* Problem to work on *
Reproduce the records with every "pixel coordinates" swapped for "image coordinates" and everything else unchanged.

* Extracted information *

= = =

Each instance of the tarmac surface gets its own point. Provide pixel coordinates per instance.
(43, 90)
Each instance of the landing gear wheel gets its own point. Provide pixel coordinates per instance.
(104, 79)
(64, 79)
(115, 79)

= = =

* Solution *
Each instance of the tarmac surface gets its own point. Provide image coordinates per instance.
(43, 90)
Each instance of the landing gear wheel gets its own point. Provide image coordinates per instance.
(104, 79)
(64, 79)
(115, 79)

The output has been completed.